Cosa si chiede:
Quali righe delle voci qui sotto contengono la parola "boat"? Individuale e ricopiale tutte per intero.
· · · ·
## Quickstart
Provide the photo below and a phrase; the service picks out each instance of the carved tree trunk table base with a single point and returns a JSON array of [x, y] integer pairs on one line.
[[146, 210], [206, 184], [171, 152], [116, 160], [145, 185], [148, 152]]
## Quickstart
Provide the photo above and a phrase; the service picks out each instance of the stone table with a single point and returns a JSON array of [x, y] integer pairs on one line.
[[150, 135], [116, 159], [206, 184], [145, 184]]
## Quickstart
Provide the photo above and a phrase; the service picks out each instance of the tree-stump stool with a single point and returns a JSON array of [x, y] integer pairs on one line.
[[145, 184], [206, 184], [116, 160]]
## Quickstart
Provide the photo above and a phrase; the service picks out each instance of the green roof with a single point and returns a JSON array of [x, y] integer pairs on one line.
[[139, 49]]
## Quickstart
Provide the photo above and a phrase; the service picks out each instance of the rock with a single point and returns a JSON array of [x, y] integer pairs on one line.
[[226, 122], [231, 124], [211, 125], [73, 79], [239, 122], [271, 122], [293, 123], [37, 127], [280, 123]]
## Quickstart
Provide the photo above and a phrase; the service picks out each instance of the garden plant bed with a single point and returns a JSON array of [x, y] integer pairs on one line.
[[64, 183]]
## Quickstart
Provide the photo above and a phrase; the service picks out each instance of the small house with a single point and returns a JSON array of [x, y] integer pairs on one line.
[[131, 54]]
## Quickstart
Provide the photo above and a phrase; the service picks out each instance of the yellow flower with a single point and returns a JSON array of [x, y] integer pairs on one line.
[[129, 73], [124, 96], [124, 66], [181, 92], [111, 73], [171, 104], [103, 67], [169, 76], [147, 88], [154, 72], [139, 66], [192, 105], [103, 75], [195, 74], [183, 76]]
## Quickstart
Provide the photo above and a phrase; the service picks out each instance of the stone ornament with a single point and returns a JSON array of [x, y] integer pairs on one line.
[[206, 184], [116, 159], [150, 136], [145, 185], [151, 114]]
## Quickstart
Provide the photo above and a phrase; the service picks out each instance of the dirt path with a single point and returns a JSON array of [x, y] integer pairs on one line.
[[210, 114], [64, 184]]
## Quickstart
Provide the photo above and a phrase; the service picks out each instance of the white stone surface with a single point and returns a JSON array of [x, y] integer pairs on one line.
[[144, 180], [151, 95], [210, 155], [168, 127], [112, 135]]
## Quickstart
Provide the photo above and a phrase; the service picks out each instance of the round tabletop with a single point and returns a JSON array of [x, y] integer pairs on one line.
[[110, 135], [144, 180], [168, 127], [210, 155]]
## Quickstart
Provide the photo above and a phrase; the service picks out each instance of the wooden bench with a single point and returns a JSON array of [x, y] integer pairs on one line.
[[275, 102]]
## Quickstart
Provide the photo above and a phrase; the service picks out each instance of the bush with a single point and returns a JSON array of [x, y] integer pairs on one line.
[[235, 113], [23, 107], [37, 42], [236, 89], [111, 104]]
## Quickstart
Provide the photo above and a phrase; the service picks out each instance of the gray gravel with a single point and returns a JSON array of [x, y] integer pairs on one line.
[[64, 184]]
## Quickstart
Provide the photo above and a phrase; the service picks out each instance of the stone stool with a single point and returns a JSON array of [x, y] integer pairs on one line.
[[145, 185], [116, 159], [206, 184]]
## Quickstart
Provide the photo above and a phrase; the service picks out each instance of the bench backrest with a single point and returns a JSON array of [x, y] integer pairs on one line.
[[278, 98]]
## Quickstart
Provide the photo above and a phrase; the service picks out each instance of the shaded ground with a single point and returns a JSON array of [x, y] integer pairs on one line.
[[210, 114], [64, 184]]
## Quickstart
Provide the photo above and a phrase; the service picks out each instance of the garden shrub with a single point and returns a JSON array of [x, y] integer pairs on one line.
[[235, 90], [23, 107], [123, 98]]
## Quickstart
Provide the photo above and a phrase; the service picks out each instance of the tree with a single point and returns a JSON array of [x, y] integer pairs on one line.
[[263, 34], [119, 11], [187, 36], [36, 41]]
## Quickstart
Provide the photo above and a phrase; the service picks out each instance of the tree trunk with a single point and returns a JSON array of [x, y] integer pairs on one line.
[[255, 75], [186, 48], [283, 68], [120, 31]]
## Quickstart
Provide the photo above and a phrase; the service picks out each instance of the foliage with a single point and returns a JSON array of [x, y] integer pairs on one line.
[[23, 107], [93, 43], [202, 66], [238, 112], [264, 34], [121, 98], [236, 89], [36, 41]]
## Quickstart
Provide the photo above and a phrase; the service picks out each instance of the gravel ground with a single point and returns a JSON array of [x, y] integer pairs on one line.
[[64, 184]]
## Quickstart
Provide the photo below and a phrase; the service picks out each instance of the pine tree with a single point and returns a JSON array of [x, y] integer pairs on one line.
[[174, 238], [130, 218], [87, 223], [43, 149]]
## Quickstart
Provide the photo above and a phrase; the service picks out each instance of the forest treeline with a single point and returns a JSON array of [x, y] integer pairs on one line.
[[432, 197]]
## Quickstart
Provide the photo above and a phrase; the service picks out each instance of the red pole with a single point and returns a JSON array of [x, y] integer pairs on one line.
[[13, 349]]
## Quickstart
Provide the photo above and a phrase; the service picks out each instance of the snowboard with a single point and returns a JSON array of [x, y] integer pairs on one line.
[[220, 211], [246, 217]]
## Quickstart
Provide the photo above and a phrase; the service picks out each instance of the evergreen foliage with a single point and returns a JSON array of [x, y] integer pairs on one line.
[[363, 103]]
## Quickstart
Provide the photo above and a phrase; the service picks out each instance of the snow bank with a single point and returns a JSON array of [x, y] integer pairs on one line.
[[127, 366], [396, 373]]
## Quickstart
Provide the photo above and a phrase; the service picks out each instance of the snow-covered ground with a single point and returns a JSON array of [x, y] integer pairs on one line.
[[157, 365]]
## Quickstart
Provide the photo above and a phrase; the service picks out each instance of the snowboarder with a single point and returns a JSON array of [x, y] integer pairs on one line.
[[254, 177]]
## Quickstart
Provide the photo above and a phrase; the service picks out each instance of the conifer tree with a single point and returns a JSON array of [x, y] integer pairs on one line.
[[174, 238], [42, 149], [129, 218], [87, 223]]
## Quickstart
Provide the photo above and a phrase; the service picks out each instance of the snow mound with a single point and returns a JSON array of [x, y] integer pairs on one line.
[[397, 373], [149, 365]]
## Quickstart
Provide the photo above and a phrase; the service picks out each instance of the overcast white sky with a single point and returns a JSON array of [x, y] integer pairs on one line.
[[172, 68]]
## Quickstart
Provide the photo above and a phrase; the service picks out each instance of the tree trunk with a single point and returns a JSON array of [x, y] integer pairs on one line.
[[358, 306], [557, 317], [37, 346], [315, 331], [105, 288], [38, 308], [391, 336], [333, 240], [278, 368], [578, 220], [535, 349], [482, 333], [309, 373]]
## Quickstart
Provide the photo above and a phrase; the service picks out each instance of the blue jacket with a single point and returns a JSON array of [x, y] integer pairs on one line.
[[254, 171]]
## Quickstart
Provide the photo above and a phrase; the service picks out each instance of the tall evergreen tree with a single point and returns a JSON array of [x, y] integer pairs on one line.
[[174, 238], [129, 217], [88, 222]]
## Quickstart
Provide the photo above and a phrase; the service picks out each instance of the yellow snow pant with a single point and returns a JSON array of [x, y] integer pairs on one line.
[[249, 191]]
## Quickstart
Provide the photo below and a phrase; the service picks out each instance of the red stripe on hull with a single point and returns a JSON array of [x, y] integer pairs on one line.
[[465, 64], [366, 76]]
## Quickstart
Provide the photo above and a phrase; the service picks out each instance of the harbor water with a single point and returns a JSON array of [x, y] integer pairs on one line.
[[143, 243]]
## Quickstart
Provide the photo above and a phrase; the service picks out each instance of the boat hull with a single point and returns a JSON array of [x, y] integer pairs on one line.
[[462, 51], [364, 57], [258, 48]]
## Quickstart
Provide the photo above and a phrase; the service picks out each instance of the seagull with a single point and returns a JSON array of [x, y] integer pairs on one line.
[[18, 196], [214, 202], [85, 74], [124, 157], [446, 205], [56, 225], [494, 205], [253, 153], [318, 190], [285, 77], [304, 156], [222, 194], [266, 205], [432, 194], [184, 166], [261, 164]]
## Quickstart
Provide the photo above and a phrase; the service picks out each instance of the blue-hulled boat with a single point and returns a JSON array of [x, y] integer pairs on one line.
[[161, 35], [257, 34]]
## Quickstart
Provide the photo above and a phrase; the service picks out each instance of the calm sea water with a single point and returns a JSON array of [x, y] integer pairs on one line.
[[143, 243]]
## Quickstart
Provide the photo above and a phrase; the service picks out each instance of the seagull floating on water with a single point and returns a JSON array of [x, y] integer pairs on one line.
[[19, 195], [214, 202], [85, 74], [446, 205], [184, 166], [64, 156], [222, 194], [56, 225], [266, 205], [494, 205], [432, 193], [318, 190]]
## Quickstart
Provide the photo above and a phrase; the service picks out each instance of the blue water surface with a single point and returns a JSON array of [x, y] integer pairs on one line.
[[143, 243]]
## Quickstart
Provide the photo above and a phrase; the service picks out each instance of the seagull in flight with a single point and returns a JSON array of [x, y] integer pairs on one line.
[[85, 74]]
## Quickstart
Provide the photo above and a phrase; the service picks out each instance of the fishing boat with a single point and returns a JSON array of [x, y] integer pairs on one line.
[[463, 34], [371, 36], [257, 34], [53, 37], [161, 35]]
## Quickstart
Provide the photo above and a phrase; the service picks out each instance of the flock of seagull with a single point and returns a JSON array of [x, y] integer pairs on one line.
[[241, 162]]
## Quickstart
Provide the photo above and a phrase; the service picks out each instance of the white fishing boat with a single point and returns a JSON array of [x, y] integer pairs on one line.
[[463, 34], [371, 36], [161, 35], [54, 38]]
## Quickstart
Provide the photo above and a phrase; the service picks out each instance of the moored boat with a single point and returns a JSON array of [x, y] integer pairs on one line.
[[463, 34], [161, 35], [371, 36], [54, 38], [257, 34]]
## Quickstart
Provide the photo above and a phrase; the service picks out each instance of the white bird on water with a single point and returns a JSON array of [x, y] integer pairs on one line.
· · · ·
Problema risolto:
Provide the photo above and a phrase; the service picks out each instance of the boat hull with a single point and returns a JSON array of [x, y] integer pairs on one line.
Provide the photo above and a phrase; the service picks out each instance of the blue-hulled boat with a single point and returns a JSON array of [x, y] integer pairs on one line.
Provide the photo above and a phrase; the service picks out each instance of the fishing boat with a single point and returns a JSON array of [x, y] integer pairs on one line.
Provide the photo above and a phrase; the service picks out each instance of the white fishing boat with a single point and returns a JSON array of [x, y] integer pairs on one line.
Provide the photo above and a phrase; the service picks out each instance of the moored boat with a single point and returns a JSON array of [x, y] integer pairs on one line.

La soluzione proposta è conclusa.